[Opening Text segment section]

I don’t see the problem here, given the prices quoted above. I guess everyone isn’t exactly on the same page, go with the best deal and if the computer is fixed, great! Hopefully most consumers are smart enough to shop around for the best prices, and hopefully
the Geek Squad HQ in Santa Clara is setup like this, you walk in with a broken computer, $199 (they rarely look at it), in 2-3 days they call you to say it’s fixed.
Hopefully they correctly diagnose and tell you the problem at the end, but the reason you take a computer to someone to have it fixed is because you can’t do it yourself. If you don’t want to pay what they quote you then take it to someone else. Time is “money”. I don’t think most computer techs are there to help you for free, most have paying customers to deal with. It was nice that that one company was willing to give you a freebie, but I guarantee that they are praying you’ll tell your friends and come back and buy something else from them, but you WON’T because you’re doing a sting operation, and have no intention of any return business. (luckily this article is some good free advertising for them)

[Closing Text segment section]
[Opening Excerpted records section]

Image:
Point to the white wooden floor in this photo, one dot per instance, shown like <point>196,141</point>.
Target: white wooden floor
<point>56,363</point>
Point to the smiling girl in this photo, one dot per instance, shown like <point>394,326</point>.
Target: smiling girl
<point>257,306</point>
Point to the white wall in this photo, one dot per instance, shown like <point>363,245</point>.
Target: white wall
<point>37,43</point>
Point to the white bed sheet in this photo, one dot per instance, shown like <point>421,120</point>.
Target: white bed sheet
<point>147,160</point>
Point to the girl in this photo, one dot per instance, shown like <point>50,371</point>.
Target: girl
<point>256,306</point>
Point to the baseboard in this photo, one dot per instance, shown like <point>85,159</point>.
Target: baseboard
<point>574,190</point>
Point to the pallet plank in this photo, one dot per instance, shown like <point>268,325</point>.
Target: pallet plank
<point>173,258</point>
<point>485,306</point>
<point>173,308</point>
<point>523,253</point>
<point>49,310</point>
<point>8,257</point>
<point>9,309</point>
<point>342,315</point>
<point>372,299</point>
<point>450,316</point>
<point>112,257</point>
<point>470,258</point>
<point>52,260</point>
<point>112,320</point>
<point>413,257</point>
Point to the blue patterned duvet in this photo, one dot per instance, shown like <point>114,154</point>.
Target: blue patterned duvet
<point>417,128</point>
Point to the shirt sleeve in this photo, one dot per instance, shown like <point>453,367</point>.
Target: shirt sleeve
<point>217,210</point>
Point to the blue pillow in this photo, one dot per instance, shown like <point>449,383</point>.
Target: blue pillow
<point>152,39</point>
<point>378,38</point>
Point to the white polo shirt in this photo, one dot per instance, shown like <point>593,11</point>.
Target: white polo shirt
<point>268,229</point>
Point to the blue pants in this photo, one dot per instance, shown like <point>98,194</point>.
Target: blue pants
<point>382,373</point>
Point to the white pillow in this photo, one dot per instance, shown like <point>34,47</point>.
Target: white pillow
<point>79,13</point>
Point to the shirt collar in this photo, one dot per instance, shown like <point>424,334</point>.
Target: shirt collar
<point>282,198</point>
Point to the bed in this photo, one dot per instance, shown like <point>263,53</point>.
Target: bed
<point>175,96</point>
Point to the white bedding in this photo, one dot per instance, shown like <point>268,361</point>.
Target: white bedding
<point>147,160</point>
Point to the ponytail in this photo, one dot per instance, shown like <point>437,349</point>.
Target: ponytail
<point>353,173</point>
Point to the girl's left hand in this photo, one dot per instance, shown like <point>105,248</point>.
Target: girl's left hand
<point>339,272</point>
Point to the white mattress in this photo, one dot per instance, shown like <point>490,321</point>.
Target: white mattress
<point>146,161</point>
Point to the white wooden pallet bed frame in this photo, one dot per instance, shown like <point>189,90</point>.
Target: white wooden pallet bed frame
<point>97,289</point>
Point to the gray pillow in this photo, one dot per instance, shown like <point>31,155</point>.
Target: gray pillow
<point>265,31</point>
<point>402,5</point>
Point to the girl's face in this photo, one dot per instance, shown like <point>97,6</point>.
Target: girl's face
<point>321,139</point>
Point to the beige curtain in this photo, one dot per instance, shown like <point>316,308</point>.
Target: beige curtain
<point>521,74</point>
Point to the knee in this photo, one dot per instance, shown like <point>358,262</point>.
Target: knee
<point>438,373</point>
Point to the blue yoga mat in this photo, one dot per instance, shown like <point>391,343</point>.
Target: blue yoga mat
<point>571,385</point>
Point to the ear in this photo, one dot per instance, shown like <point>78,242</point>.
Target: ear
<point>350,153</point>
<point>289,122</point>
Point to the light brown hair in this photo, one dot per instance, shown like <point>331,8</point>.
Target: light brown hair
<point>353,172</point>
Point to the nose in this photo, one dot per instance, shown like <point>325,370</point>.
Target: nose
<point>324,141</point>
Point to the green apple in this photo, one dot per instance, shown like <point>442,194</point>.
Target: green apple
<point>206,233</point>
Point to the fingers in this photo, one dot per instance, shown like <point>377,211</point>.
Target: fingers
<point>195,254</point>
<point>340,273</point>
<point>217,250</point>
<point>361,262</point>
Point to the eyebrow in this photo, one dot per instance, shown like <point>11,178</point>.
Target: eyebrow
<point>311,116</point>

[Closing Excerpted records section]

## Problems and tasks
**a.** What price does the computer-repair comment give for bringing a broken computer to the Geek Squad HQ in Santa Clara?
**b.** Retype the stretch of the computer-repair comment from "I don’t see" through "say it’s fixed.".
**c.** Write what comes next in the computer-repair comment, picking up after its last sentence.

## Responses to the tasks
**a.** $199

**b.**
I don’t see the problem here, given the prices quoted above. I guess everyone isn’t exactly on the same page, go with the best deal and if the computer is fixed, great! Hopefully most consumers are smart enough to shop around for the best prices, and hopefully
the Geek Squad HQ in Santa Clara is setup like this, you walk in with a broken computer, $199 (they rarely look at it), in 2-3 days they call you to say it’s fixed.

**c.**
So why do you think businesses are trying to get so much money out of you the first time you come into their store? There are pessimistic and optimistic answers to this question. I could elaborate, but I don’t feel like it.
If you watch the video, you can see that there are additional problems with the dell. When I took computer repair in high school we worked on similar machines, and often had to throw them out due to failure of various parts. When I worked for compusa we checked for disconnected or tampered with connections (we saw a lot of fraud). I didn’t charge for a disconnected hard drive, as it was usually a parent who had grounded their computer savy child from games.
Thank God I live near Torrance. I now know where to go.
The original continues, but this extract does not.